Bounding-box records
—————
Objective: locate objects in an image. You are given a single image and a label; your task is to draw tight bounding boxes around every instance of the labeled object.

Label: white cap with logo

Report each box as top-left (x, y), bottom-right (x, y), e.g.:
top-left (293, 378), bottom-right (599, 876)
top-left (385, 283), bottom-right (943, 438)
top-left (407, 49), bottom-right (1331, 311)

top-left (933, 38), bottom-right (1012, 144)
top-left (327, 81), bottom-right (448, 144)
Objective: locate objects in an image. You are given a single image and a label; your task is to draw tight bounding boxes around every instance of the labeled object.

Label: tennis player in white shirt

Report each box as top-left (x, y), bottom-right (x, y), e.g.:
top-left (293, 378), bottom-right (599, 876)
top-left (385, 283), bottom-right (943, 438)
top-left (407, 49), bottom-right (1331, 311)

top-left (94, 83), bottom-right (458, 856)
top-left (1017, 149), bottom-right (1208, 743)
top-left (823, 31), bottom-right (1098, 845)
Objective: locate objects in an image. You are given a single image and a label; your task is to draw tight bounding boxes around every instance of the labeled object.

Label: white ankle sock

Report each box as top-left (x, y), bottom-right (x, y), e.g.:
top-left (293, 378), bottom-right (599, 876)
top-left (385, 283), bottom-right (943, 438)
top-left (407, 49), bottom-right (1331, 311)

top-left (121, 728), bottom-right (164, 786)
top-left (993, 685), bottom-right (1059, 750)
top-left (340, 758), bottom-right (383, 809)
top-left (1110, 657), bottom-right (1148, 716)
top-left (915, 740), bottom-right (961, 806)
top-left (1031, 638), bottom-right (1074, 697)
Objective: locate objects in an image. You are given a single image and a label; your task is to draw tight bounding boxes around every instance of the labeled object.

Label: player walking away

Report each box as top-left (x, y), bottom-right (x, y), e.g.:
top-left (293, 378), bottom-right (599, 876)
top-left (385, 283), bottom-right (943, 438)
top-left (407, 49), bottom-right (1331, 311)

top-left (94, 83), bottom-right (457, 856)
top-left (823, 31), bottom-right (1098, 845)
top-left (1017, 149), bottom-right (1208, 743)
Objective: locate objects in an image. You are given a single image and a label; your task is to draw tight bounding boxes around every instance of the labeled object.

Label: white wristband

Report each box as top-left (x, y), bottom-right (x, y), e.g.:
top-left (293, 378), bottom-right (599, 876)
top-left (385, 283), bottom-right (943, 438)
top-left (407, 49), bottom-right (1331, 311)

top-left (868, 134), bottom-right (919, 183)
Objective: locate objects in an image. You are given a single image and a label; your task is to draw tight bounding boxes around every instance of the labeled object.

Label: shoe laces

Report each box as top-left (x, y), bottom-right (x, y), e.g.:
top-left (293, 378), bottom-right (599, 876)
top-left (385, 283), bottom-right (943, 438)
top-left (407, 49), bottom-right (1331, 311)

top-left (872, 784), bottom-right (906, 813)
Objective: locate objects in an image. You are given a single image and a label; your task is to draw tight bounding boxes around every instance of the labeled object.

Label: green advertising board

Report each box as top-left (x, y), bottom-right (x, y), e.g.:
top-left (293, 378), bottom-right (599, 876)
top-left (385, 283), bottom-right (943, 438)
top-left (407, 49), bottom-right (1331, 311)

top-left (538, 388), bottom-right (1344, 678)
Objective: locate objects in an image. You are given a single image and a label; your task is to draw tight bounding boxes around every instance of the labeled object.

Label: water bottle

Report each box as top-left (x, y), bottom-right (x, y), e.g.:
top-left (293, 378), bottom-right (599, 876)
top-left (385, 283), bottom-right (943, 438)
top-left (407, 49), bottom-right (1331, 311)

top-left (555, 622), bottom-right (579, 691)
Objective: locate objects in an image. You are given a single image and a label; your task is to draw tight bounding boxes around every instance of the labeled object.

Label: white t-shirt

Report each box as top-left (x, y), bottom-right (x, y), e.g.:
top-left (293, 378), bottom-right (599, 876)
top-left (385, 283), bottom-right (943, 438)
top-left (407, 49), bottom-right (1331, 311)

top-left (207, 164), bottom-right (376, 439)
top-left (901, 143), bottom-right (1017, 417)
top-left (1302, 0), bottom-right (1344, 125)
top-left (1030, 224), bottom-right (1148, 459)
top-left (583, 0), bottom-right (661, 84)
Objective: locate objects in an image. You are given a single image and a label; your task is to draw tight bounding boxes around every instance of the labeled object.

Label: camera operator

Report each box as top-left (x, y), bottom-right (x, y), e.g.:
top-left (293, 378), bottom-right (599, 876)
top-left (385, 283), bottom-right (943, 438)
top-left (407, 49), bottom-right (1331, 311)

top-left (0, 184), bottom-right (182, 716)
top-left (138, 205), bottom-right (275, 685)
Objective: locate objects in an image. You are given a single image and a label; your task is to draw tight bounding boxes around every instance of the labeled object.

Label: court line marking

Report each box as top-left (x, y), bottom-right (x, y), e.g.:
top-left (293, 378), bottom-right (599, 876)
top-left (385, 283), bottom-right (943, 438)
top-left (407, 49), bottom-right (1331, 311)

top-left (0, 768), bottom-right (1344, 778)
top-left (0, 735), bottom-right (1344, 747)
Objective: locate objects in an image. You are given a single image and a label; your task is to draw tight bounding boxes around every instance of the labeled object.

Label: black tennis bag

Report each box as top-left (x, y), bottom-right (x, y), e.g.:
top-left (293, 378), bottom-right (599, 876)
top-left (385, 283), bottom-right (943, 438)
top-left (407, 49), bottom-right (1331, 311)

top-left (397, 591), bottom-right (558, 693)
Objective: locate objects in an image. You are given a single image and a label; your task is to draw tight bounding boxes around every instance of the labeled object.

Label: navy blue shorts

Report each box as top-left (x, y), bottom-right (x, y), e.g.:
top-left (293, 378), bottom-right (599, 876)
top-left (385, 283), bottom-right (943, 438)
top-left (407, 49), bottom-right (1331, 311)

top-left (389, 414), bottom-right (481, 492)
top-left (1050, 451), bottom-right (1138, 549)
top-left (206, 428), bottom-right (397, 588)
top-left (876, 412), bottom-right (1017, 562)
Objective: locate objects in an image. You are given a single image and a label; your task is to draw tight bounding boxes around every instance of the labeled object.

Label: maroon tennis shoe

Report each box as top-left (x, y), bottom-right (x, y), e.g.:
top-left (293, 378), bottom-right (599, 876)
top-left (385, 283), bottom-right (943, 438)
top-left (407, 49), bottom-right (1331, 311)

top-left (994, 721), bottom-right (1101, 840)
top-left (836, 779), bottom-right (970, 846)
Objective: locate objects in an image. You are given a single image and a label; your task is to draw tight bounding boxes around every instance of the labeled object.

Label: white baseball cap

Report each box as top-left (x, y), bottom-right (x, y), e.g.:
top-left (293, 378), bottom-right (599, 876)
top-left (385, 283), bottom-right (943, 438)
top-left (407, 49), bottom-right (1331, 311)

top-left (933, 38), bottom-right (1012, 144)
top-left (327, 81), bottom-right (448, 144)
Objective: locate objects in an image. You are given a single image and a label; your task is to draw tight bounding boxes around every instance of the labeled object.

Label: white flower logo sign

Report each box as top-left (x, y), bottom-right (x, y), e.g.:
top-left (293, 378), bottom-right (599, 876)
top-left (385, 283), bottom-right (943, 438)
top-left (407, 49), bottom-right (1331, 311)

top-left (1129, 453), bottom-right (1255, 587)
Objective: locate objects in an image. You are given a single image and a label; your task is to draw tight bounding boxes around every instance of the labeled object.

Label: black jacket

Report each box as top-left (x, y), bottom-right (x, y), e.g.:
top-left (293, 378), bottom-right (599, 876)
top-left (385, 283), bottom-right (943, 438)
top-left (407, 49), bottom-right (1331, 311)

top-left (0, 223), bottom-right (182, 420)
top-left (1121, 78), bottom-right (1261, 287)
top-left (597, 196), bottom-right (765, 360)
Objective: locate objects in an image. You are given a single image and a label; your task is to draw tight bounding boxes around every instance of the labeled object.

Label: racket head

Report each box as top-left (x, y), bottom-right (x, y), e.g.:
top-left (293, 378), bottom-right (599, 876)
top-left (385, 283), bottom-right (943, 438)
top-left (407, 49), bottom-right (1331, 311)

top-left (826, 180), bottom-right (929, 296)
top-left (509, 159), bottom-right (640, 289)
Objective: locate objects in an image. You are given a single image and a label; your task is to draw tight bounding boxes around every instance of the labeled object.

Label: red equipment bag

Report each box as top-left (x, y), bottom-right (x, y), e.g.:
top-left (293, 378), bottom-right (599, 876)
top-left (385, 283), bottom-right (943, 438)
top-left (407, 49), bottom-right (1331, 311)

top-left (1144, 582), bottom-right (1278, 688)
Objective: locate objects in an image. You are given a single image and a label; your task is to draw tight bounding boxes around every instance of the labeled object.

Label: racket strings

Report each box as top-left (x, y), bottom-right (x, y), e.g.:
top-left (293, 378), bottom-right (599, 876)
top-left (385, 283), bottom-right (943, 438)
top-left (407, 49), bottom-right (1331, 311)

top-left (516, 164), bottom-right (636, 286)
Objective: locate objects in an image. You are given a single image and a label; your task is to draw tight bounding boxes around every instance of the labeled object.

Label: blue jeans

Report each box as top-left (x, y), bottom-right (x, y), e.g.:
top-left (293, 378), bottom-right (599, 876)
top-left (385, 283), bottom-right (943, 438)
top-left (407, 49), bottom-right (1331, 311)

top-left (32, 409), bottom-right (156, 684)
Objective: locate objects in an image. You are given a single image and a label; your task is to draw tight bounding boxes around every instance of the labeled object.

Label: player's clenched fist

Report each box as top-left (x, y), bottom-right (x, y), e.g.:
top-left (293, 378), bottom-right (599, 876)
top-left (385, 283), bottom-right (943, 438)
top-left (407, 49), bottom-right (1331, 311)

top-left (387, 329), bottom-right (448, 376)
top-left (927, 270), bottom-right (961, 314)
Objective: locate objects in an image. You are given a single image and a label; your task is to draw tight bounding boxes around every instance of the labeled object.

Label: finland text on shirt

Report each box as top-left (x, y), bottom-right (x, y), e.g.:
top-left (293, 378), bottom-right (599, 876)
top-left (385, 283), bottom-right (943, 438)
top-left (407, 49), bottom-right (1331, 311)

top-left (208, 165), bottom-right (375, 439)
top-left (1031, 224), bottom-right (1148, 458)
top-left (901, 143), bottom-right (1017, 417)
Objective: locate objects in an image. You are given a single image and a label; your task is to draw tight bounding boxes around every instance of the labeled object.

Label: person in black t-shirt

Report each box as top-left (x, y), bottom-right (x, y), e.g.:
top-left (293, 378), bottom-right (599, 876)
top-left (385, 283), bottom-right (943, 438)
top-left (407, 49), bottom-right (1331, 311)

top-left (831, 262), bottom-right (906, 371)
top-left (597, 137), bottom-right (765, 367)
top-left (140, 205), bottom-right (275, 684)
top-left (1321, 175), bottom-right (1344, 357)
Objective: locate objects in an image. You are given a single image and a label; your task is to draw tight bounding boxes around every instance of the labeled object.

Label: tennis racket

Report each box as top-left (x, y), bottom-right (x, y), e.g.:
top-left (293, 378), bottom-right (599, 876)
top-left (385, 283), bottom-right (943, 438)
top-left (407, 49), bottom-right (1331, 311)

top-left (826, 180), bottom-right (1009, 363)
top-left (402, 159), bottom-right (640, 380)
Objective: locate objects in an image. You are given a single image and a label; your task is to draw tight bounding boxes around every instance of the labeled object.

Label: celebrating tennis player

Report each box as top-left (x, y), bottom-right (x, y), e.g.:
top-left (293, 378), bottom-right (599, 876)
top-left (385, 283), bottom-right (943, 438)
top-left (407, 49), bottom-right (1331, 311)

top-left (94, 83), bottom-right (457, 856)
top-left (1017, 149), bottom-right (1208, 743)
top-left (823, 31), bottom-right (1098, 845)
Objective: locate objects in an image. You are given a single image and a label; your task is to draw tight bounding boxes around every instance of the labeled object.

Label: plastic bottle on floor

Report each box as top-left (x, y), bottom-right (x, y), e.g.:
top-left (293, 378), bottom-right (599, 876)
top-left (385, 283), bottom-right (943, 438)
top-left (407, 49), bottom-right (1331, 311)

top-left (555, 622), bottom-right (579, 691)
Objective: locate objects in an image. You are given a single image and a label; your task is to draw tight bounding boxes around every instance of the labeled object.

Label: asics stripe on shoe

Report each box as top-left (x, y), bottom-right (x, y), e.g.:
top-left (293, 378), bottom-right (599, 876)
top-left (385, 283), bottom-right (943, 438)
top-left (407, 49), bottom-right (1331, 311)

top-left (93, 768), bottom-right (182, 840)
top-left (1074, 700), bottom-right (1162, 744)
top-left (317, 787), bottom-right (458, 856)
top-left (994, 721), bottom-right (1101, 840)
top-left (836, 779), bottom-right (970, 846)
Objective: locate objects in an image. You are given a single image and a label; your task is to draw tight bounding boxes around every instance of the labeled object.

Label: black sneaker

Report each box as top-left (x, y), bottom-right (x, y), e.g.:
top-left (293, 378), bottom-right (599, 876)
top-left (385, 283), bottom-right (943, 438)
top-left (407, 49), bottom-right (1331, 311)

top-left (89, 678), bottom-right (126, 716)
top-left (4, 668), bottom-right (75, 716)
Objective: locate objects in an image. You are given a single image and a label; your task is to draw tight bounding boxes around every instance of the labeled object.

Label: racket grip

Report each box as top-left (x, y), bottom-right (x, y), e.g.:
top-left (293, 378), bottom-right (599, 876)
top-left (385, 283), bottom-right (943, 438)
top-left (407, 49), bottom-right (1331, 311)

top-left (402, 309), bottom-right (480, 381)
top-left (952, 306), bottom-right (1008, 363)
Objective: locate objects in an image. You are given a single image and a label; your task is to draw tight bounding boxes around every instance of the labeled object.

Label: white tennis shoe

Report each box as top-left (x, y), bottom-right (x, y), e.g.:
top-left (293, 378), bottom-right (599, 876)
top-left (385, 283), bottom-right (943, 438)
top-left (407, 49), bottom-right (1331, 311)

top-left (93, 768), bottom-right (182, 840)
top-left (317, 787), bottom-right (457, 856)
—————
» What is being asked
Pull out every line in the entries above that contains the string "shoe". Case counts, so uppercase and lowercase letters must match.

» Task output
Label: shoe laces
Label: maroon tennis shoe
Label: asics stripe on shoe
Label: white tennis shoe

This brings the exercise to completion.